(What you should do):
Reproduce every record below exactly as written, but leave out any pictures.

(Source records):
★ ★ ★

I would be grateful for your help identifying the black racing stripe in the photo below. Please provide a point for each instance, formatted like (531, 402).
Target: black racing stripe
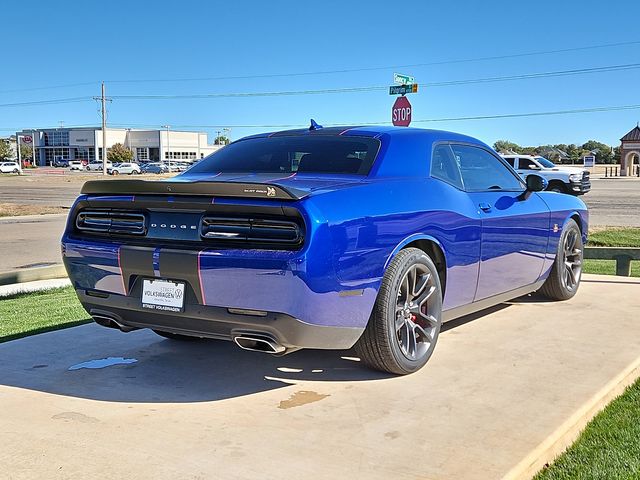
(135, 261)
(180, 265)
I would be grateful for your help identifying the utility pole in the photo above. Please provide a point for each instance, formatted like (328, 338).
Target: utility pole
(104, 132)
(168, 146)
(33, 148)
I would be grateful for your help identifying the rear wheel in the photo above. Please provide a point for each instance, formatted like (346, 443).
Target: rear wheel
(564, 279)
(404, 325)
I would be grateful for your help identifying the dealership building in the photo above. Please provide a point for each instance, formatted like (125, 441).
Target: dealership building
(86, 144)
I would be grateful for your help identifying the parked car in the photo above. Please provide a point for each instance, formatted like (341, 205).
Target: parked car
(124, 168)
(97, 165)
(154, 168)
(324, 238)
(561, 179)
(60, 163)
(76, 165)
(9, 167)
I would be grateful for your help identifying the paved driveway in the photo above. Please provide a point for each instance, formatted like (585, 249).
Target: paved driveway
(498, 385)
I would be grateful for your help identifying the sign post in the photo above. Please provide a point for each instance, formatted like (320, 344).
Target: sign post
(401, 112)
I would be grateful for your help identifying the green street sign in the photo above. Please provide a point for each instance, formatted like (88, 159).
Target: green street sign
(401, 79)
(403, 89)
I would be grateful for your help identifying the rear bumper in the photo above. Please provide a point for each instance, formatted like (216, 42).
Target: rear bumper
(306, 305)
(216, 322)
(580, 188)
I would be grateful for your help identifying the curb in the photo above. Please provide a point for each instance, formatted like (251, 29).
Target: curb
(565, 435)
(33, 274)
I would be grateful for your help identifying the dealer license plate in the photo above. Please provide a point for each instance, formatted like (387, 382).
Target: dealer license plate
(163, 295)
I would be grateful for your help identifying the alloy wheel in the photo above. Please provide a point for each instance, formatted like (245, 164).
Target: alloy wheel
(415, 326)
(572, 253)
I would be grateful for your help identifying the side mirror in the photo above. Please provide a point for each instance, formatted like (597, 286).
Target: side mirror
(536, 183)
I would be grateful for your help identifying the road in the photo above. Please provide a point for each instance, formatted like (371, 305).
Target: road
(614, 202)
(34, 240)
(497, 387)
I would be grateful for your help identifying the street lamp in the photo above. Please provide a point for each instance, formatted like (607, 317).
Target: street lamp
(168, 146)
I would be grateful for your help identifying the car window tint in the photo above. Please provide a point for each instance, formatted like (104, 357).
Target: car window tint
(483, 171)
(286, 155)
(527, 164)
(444, 166)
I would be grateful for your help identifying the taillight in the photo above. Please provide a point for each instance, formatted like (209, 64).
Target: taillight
(252, 230)
(123, 223)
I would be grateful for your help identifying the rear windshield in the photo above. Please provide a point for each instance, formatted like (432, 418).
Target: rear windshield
(287, 155)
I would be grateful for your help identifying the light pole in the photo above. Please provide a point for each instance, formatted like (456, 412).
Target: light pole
(168, 145)
(33, 148)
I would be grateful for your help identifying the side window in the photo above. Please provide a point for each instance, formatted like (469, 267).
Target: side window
(481, 171)
(445, 167)
(528, 164)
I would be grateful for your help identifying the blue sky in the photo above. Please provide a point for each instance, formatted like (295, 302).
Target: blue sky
(60, 43)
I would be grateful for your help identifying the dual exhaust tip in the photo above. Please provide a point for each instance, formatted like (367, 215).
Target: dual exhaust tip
(246, 341)
(259, 343)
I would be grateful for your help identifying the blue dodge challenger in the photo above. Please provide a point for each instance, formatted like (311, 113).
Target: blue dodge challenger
(326, 238)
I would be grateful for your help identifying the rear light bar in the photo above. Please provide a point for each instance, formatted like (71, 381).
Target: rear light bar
(111, 222)
(251, 230)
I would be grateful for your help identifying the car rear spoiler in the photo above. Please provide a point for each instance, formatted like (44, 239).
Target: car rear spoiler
(216, 189)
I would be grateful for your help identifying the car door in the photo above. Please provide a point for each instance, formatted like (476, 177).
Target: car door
(514, 226)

★ ★ ★

(Reply):
I would be grateful for your help identifying the black racing stripe in the photo below. Please provide a point for each instance, formatted like (531, 402).
Target: black racing stripe
(135, 261)
(180, 265)
I would be grateful for your help identifying the utility pole in the photo above. Please provide a point for each instance, formatted like (328, 338).
Target: utility pole
(104, 132)
(168, 146)
(33, 148)
I would be grateful for your help identifying the rear wheel in the photo above. Please provide a point for each instance, formatted like (346, 443).
Target: rear wheel
(564, 279)
(404, 325)
I would be grateful for your help identifying the dealership building in the photo above. Please provide a point for each instance, formatted like (125, 441).
Target: dealership building
(86, 144)
I would be grateful for your help identifying the parked car in the photo above. Please provide a point for each instance, formatted like (341, 205).
Target: parked car
(124, 168)
(97, 165)
(154, 168)
(324, 238)
(561, 179)
(60, 163)
(76, 165)
(9, 167)
I would be grateful for your help identifying the paved driveway in the photo above. Please provide a point for each instance, formatted like (585, 249).
Target: paved driveway
(498, 385)
I would be grateful for your help identifying the sign post in the photo above. Please provide a point for each instance, formatted like (320, 344).
Target: sign post
(401, 112)
I would be grateful for your help identifying the green street sign in the photo above. Please provide a point for each instance, formatted like (88, 159).
Target: green street sign
(401, 79)
(403, 89)
I would be grateful for your help identifying the rear bumper in the photo above. Please provide a point for each instance, formatted like (216, 42).
Target: rear bumper
(306, 305)
(216, 322)
(580, 188)
I would be grateful for your help identifying the curb in the photo above. Please provide a point for each instance, formatted like (251, 29).
Target: curb
(565, 435)
(33, 274)
I would be grateful for your help identifying the dealer license plate in the photo above. Please provide a point for each instance, formatted like (387, 382).
Target: dealer license plate
(163, 295)
I would be grateful for your help identifying the alloy wheel in the photo above. Please provide a point for each instance, formatted like (245, 164).
Target: alloy wheel
(415, 326)
(572, 253)
I would be grateful for your help identifying the side mirror in the photo above. Please provide a point for each instance, formatted like (597, 286).
Target: side mirror
(536, 183)
I would be grateful for your help identifying the road in the photo above. Please provide a point for each instance, formatted like (371, 305).
Target: road
(614, 202)
(34, 240)
(497, 387)
I would be grateful for your help identifying the street lamp in the photo above. Please provide a point for each instance, formatted like (607, 317).
Target: street lamp
(168, 146)
I would be grateful for your help identifying the car window tint in the photo above. Please provide a point for each instance, formatted like (104, 357).
Target: car window tint
(483, 171)
(286, 155)
(527, 164)
(444, 166)
I would be grateful for your help identifying the taillight in the photo above. Please provide a point for each instance, formatted like (209, 64).
Target: taillight
(252, 230)
(123, 223)
I would be grateful for your help identifying the rear windshield in the photo above. Please provide a point for each instance, formatted like (432, 418).
Target: rear windshield
(287, 155)
I would be grateful for your help identifying the light pole in the photo above. Please provide a point for each instance, formatted like (456, 412).
Target: light pole
(168, 145)
(33, 148)
I would be grateful for your help identifying the side window in the photo above. Please provide a point for each instance, formatted like (469, 267).
Target: side window
(481, 171)
(445, 167)
(528, 164)
I would be grateful for your help identifying the blue sky in the photo above. Please provide a point for each instance, formatted like (295, 302).
Target: blue sky
(60, 43)
I would be grateful for your help identifying the dual exhaust tip in the photo above. Please provide a point for each instance, formatted like (367, 215).
Target: dual exhaust tip
(246, 341)
(259, 343)
I would be grateful for your help identifying the blue dodge challenger in the photo above. Please provide a point for each instance, formatted like (311, 113).
Target: blue dodge challenger
(326, 238)
I would be grateful for your help identifying the rear light bar in the photo above. Please provide a point for each instance, formatted like (71, 381).
Target: rear light bar
(111, 222)
(251, 230)
I would be grateful for your help identifying the car rear spoiler in the photo above. Please provide a point for each instance, formatted like (44, 239).
Target: car rear spoiler
(216, 189)
I would be grateful for your help identifying the car door in the photo above. Please provide a point for each instance, formatted like (476, 177).
Target: car door
(514, 226)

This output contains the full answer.